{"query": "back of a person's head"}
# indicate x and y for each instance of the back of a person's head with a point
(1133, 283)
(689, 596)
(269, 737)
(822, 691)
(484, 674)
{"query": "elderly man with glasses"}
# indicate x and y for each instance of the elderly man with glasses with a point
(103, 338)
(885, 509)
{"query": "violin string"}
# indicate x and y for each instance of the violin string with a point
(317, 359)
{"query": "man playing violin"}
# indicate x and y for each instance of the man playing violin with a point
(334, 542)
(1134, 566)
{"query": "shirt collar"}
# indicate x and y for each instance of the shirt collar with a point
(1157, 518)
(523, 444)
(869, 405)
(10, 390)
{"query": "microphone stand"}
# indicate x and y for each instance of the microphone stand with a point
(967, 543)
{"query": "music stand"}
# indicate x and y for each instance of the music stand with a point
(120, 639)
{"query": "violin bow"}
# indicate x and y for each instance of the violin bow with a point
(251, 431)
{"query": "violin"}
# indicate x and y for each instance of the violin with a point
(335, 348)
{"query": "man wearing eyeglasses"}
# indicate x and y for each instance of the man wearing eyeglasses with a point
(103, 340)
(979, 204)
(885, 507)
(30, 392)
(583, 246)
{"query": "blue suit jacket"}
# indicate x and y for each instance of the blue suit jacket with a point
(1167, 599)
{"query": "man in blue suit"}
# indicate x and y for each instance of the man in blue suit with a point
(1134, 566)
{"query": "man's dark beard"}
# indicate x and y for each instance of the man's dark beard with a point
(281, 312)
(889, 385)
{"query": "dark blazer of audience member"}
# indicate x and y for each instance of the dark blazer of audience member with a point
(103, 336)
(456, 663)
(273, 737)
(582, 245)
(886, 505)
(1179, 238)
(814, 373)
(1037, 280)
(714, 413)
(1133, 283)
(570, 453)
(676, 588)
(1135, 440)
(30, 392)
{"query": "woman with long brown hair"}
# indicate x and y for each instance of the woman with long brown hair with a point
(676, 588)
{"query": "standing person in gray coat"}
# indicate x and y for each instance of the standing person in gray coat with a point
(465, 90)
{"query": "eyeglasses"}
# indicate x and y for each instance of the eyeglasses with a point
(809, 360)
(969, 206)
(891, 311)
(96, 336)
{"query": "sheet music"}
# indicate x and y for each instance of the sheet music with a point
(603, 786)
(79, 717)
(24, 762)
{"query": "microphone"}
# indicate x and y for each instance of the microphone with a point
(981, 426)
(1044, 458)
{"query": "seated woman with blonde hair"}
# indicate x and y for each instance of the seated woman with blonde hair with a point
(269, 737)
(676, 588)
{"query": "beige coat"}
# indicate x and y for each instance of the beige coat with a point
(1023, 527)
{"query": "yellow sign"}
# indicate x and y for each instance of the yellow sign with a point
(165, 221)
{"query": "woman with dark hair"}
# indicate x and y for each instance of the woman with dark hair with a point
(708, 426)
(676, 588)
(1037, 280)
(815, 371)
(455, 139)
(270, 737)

■ PROBLEM DETAILS:
Reproduce the material exactly, with every line intact.

■ SOLUTION TO THE EXERCISE:
{"query": "back of a person's head"}
# indicate x and y for each instance of the back of a person's head with a point
(1133, 283)
(689, 596)
(269, 737)
(822, 691)
(484, 674)
{"query": "elderly man with glasses"}
# indicate x and y for each instance of the elderly man with glasses with a point
(103, 338)
(885, 509)
{"query": "violin string"}
# indicate x and y for each instance of the violin string with a point
(317, 359)
{"query": "man playing violin"}
# indicate x and y for each instance of the man playing violin with a point
(334, 542)
(1134, 566)
{"query": "shirt collar"}
# indicate x and y for each instance of the shirt collar with a point
(1157, 518)
(523, 444)
(869, 405)
(10, 390)
{"query": "microphone stand"}
# indicate x and y for each instance of the microphone stand with a point
(967, 543)
{"query": "music stand"}
# indicate x and y for each instance of the music stand with a point
(120, 639)
{"query": "violin bow"}
# indicate x and y for each instance of the violin bow with a point
(251, 431)
{"query": "violin"}
# indicate x and y for each instance of the violin with a point
(335, 348)
{"query": "man wearing eyeglasses"}
# indicate x and y for each instance of the man wearing eyeglasses with a point
(103, 340)
(979, 204)
(885, 507)
(30, 392)
(583, 246)
{"query": "blue suit jacket"}
# indicate x and y for each instance of the blue suit jacket with a point
(1167, 599)
{"query": "man in blue suit"}
# indicate x and y for each instance of the man in blue suit with a point
(1134, 566)
{"query": "man's dark beard"}
# indicate x and y for each instance of the man's dark beard with a point
(281, 312)
(889, 385)
{"query": "dark blazer of audience member"}
# indicate x and y for each instance of the dark blazer of audience member with a point
(103, 336)
(456, 663)
(273, 737)
(582, 245)
(886, 505)
(1179, 238)
(814, 373)
(1037, 280)
(714, 413)
(1133, 283)
(570, 453)
(676, 588)
(1135, 440)
(30, 392)
{"query": "woman with long brown hair"}
# indicate x and y for each instance of the woman with long brown hair with a point
(676, 588)
{"query": "standing person in gray coat"}
# indicate x and y for each instance of the standing person in gray coat with a point
(465, 90)
{"query": "eyeglasses"}
# indicate x and y for each instance of the eyeglasses with a point
(809, 360)
(969, 206)
(891, 311)
(96, 336)
{"query": "sheet music"}
# indicate x and y for each instance of the sheet music with a point
(603, 786)
(79, 717)
(24, 762)
{"query": "microphone"}
# indicate x and y for each instance of the microphone with a point
(981, 426)
(1044, 458)
{"query": "seated woman with blonde hair"}
# indicate x and y for each instance of the seated woman with blonde hair with a point
(269, 737)
(676, 588)
{"query": "beige coat"}
# indicate x and y for each instance of the beige coat with a point
(1023, 527)
{"query": "yellow sign"}
# indicate x and y for each instance of the yellow sign with a point
(165, 221)
{"query": "woman with dark hair"}
# indicate x and y for each instance of the woman with dark hair with a point
(708, 426)
(676, 588)
(1037, 280)
(815, 371)
(455, 139)
(270, 737)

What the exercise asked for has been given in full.